BRIEF 1:
Set out the entries below as a Markdown table with the columns Row and Line. Cover only the part that opens with their first line and closes with the line containing "x=494 y=270", number each row, and omit blank lines.

EXCERPT TO READ:
● ● ● ●

Taxes that are largely a concern of the very rich will soon affect far more people unless Congress steps in.
The impending drastic changes in the estate and gift tax laws are prompting a flurry of activity as 2013 draws near. Family members are making financial gifts, creating trusts and considering other tax-minded moves.
Financial advisers and trust and estate attorneys have been flooded with requests for assistance in the final months before the record-high exemption for both taxes is scheduled to plunge to $1 million from $5.12 million on Jan. 1.
If unaltered, the value of any estate in excess of $1 million will be subject to the estate tax, at a top rate of 55 percent next year, before passing to family or other heirs. Currently the top rate is 35 percent, starting at a level more than five times higher.
“There’s been a little bit of a frenzy all of a sudden,” says Janis Cowhey McDonagh, a principal with New York accounting firm Marcum LLP. “People are saying ‘Wait a minute, this is really going away. I need to do something before the end of the year.’ ”
The concern may not stir sympathy among most middle-class Americans, but it’s a pressing issue for many in costly locations where it’s not unusual for household assets to surpass the million-dollar mark.
The new rates would affect roughly 55,000 estates next year, according to Congress’ Joint Committee on Taxation, compared with fewer than 4,000 under current rates.
“If you live in a major city and you have a home and a vacation home, you can easily have more than $1 million in assets without being what’s thought of as ‘filthy rich,’ ” says Martin Shenkman, an estate planning attorney in Paramus, N.J.
An example cited by Fidelity Investments underscores the impact of the potential change. A single person or married couple with an estate of $3 million could face a $945,000 federal estate tax bill next year. Under current law, that bill is zero.
Heightening the 11th-hour tax commotion are the near-identical drops in the lifetime gift tax exemption and the generation-skipping transfer tax. The latter is imposed on grandchildren or others who are 371/2 years younger than you.

● ● ● ●

RECORDS SUPPLIED:
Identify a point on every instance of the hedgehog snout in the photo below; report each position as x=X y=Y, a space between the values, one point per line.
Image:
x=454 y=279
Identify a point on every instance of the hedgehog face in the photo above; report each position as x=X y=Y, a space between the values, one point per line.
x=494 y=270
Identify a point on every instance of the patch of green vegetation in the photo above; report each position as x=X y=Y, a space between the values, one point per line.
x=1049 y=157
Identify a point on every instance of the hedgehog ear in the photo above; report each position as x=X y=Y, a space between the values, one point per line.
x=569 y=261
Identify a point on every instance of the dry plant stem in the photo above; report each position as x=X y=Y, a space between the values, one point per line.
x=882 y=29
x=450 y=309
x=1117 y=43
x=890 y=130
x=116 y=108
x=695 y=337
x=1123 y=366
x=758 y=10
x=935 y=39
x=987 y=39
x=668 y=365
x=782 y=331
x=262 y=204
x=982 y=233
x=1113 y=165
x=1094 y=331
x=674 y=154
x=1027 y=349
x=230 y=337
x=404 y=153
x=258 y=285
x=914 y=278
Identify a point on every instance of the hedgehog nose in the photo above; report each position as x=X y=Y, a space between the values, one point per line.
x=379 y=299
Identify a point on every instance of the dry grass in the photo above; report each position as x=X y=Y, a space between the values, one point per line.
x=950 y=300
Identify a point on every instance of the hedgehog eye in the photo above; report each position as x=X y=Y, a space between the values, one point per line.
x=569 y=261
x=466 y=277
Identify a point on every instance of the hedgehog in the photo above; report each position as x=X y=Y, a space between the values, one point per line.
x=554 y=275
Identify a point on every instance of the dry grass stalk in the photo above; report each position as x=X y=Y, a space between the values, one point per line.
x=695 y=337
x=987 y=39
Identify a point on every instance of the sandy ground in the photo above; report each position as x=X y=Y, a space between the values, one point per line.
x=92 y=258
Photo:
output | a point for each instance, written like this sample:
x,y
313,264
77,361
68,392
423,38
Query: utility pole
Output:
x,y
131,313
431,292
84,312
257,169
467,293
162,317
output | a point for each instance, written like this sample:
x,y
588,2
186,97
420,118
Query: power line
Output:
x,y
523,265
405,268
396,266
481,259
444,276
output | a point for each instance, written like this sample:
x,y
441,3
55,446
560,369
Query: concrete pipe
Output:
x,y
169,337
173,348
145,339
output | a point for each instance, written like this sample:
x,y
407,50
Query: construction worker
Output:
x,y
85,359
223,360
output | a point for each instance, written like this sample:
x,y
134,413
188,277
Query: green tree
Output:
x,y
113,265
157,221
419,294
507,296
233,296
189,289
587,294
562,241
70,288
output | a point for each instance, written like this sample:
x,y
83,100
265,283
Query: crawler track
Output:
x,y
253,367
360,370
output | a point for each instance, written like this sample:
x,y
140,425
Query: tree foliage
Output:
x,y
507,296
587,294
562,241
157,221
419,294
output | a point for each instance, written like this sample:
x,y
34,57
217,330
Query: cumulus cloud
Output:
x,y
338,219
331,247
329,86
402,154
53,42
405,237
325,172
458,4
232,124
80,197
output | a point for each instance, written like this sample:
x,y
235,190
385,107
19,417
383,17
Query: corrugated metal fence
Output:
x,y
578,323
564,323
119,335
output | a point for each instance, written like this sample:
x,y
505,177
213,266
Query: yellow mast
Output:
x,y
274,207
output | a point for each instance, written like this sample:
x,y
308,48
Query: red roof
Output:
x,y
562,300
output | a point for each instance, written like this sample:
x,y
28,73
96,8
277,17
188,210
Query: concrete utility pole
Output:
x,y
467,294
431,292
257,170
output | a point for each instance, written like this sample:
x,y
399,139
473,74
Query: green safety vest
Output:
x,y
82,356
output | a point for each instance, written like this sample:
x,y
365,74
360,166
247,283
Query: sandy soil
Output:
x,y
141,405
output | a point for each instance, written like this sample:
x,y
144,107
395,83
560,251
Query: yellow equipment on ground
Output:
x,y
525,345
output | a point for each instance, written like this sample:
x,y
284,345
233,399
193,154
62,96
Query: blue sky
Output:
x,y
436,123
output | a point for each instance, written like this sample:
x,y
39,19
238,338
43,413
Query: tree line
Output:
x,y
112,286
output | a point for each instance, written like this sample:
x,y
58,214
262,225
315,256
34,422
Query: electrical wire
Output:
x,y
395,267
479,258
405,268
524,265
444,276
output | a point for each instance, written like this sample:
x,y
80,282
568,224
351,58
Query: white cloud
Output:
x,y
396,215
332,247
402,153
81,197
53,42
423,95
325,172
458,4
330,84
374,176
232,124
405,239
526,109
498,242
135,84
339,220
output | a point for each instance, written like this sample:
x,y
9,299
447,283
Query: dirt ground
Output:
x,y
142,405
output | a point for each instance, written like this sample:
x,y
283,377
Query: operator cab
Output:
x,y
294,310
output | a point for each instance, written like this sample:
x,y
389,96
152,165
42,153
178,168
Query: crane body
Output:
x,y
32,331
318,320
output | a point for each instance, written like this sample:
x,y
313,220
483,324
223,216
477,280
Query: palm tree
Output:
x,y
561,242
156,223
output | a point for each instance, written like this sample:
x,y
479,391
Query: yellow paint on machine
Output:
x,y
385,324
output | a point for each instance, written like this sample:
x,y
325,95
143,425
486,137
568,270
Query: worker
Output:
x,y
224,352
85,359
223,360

● ● ● ●

BRIEF 2:
Carry on the article about the looming estate and gift tax changes, starting right after its last sentence.

FINAL RESULT 1:
| Row | Line |
|---|---|
| 1 | Identify a point on every instance of the hedgehog snout in the photo below; report each position as x=X y=Y, a space between the values, one point per line. |
| 2 | Image: |
| 3 | x=454 y=279 |
| 4 | Identify a point on every instance of the hedgehog face in the photo above; report each position as x=X y=Y, a space between the values, one point per line. |
| 5 | x=494 y=270 |

FINAL RESULT 2:
Wealthy families who are set up to pass along millions to their children and grandchildren are scrambling to give away or otherwise set aside huge chunks of their assets in the next two months. The aim is to lessen their future estate tax liability and spare their heirs much larger bills.
Both the gift and estate tax rates could be revised further after the November elections. President Barack Obama prefers an estate-tax exemption of $3.5 million and a top rate of 45 percent. Republican challenger Mitt Romney wants to eliminate the estate tax but retain the gift tax as is.
But congressional action would still be needed to enact any changes, which is why taxpayers with million-dollar estates are scurrying to make changes now.
Here are some of the key strategic moves that can be made, with the assistance of attorneys and advisers, to gain a tax advantage before the laws change:
Give away cash
For the time being, taxpayers can gift as much as $5.12 million during their lifetimes without paying taxes. That total is above and beyond the $13,000 annual gift-tax exemption that many taxpayers are aware of. That exclusion allows you to make an unlimited number of gifts of up to $13,000 each year without incurring any taxes.
But gifts much larger than that will be needed between now and year-end to make a difference in estate and tax planning.
At the extreme wealthy end, McDonagh says one couple she’s advising wrote separate checks for $5 million to their adult children recently. It’s money the children would have inherited anyway, and now will be tax-free.
People who aren’t quite so affluent can benefit from smaller but still substantial gifts. Many parents make large loans to their children to buy a home or for some other purpose. Calling it a simple cash gift, or forgiving a previous loan, can shrink the estate tax bill.
Put it in a trust
A fear of giving away too much and ending up short-handed later in future years has caused “gifting paralysis” among many well-off people who could benefit, says estate planning attorney Todd Angkatavanich, a partner at Withers Bergman LLP in New Haven, Conn. That procrastination has turned into a late-year rush to action.
Those who are still reluctant to make outright gifts to beneficiaries may wish to consider transferring assets into trusts, which can give the donor more of a say in how they are distributed. A trust is an arrangement in which an individual turns over property or assets to a trustee to hold for beneficiaries, generally with tax savings in mind.
Among the many, often-complex options: An irrevocable trust can benefit children and grandchildren. One type, a grantor retained annuity trust or GRAT, provides for annual payments to the donor for a fixed period of time before the assets go to the beneficiary as a tax-free gift.
A spousal lifetime access trust sets assets aside for a surviving spouse that can still be accessed if needed, with limitations. And a self-settled trust makes the person who created it the beneficiary, but the money is controlled by an independent trustee.
“Locking up some money in a trust is a great asset protection tool,” says Shenkman.
Give away a home
A real estate investor in her 50s, another of McDonagh’s clients, gave her Manhattan apartment outright to her daughter and now rents it back. A good pension, solid income and relatively low valuation of $400,000 gave her client the confidence to make the move in order to save on future estate and gift taxes, McDonagh says.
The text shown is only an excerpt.